▶ _Given text_
┏━━
Superclasico Libertadores
The biggest, the most extravagant, most dangerous, most beautiful but also ugliest, the best but the worst, the happiest but the saddest, and for sure the most electrifying football match(es) of the year. It was clear right from the start that the last Libertadores final to be played in two legs, concentrated in Buenos Aires, for over three weeks, will be a disastrous scenario - and it was. A storm, a delay, violence, players injured, a delay, another one, playing in Europe, Quintero scoring a beauty. It had it all. The fact that the final of a competition called the Libertadores (the liberators) was moved to Madrid, where the whole colonization of South America was managed from for centuries, is a true shame for the CONMEBOL, and for Argentina and its president, Mauricio Macri. It took a month, but it ended eventually. What a storm it was. Biggest game of the year, even if not for its football level.

Croatia Time
For a small country as Croatia, going this far in the World Cup means everything. Despite the political problems, despite the situation between the players and the local legal system, the fact that Luka Modric, Ivan Rakitic, Dejan Lovren, Mario Mandzukic and Zlatko Dalic (!) have reached the World Cup final, is a lifetime inspiration. The photos, videos, voices and messages we got from Croatia during the knockout will never be forgotten.

Private Son Plays for Freedom
Which Premier League stars can say that for a few matches in-a-row, their entire careers were on the line? Only one. Heung Min Son, Tottenham Hotspur’s South Korean starlet, has joined his country’s Asian Games 2018 journey in order to win a gold medal, but also to get his final release from the mandatory army service that is conducted in South Korea. Every match in the knockout stage of the tournament has created emotional moments and photos of the Korean players, Son specifically.
The loss to Malaysia, the 4-3 comeback against Uzbekistan in extra time, the victory over Vietnam and the final against Japan, were all a battle of “life and death” for many from the Korean team. One memorable moment was when Son, the first ever Premier League footballer to participate in the tournament, couldn’t look at Hwang Hee-Chan’s penalty in the 117th minute against the Uzbeks. It went, South Korea won the tournament and Son is now free to focus on his success at club level, without the fear serving for 2 years and returning to his country in the middle of his career.
┗━━
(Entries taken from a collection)
┏━━
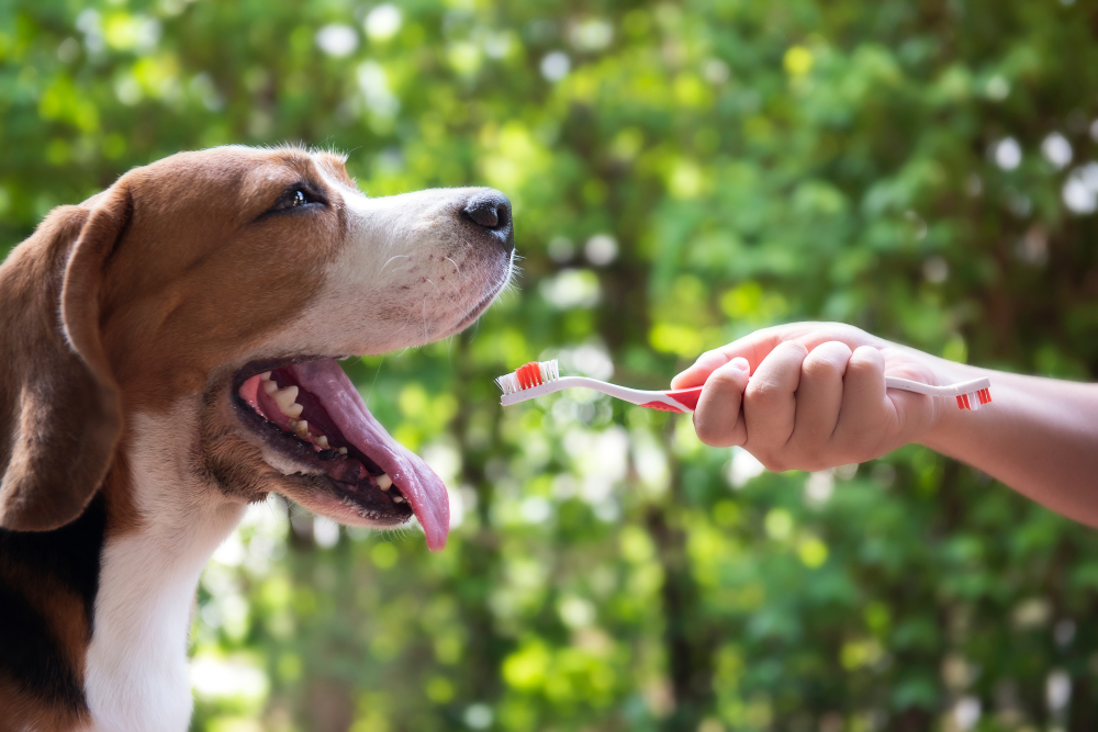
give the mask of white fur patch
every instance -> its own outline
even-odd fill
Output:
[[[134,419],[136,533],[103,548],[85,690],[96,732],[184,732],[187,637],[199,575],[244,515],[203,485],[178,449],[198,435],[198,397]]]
┗━━
┏━━
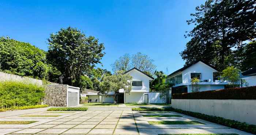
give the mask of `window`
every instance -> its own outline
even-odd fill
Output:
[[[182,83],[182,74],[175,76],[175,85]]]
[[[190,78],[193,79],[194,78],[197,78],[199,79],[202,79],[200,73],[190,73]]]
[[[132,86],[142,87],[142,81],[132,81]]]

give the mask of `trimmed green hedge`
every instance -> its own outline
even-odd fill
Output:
┗━━
┏━━
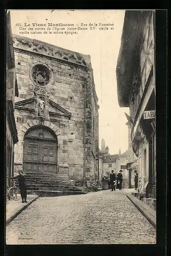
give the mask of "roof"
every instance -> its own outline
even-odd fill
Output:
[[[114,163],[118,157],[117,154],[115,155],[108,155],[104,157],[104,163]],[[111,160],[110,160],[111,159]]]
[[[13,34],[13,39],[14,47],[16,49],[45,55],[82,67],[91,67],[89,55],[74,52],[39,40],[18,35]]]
┗━━
▶ _Tasks to complete_
- a) Using the football review, decide whether each statement agrees with it, answering yes or no and quoting the words that decide it: (i) The Libertadores final described there was played in a single leg. (ii) Son was the first Premier League footballer to take part in the Asian Games tournament. (iii) South Korea lost to Malaysia during the tournament.
- b) Set down the football review word for word, everything from "The loss to" down to "of his career.".
- c) Write the next part of the football review, picking up after its last sentence.

▶ _Task-by-task outputs_
- a)
(i) No: "the last Libertadores final to be played in two legs"
(ii) Yes: "the first ever Premier League footballer to participate in the tournament"
(iii) Yes: "The loss to Malaysia"

- b)
The loss to Malaysia, the 4-3 comeback against Uzbekistan in extra time, the victory over Vietnam and the final against Japan, were all a battle of “life and death” for many from the Korean team. One memorable moment was when Son, the first ever Premier League footballer to participate in the tournament, couldn’t look at Hwang Hee-Chan’s penalty in the 117th minute against the Uzbeks. It went, South Korea won the tournament and Son is now free to focus on his success at club level, without the fear serving for 2 years and returning to his country in the middle of his career.

- c)
Saudi Football Revolution
Saudi Arabia has gone through some major changes in the past year, and it didn’t skip football. Increasing the number of foreign players in the league, historically allowing women in stadiums, ten players who went to play in Spain in one outrageous deal, and record-breaking transfer fees for worldwide names. The Premier League of Asia, no less. More than China, more than any other scene across the continent.
All of these and more, thanks to one man - Turki Al-Sheikh, who became the most powerful figure in Middle Eastern football, and surprisingly has been replaced as the Saudi Sports minister, in the final week of December in favour of Abd al-Aziz bin Turki al-Faisal. Future is big and might even get bigger for Saudi moves in football. It is just the beginning.

Turki and the Pyramids
Turki Al-Shiekh wasn’t active only in Saudi Arabia. In 2018 we witnessed one of the most bizarre stories in world football history - the aspiring project of Pyramids FC. A brand new club founded on the back of another club, moved to Cairo, changed their name, and spent more than Porto, Watford, Guangzhou Evergrande and others. Besides posting the expenditure record for an African club, the 33 million Euros Pyramids club had invested in building a squad from scratch - signing 23 (!) new players & staff - rocked the Egyptian football reality.  As usual in Egypt, it has much more than football in it. Respect, money, regional politics and more, between Egypt & Saudi Arabia.

Taraji Dawla Takes Over
2018 was the year of Esperance Taraji Tunis. The North African giants have taken over almost every competition they participated. The Tunisian League, the African Champions League, the Arab Champions Cup (at the end of 2017, but still) - only the Club World Cup and the Tunisian Cup were missing. These achievements positioned Taraji as the best Arab club of the year, without competition. Add this to the help they provided to Palestinian club Taraji Wad Al-Nes, and you get a mega club that helps those need. Taraji Dawla!

Argentina Fails at the World Cup and Beyond
The past year wasn’t good for Argentinian football. The Superclasico scandal & violence is one thing, but the disappointing World Cup campaign was a disaster, especially when it was probably Lionel Messi’s last attempt to win the World Cup, is a whole other phase. The loss to Croatia, the draw with Iceland and the collapse against France exposed the problems of Argentina - no defence and no certain future.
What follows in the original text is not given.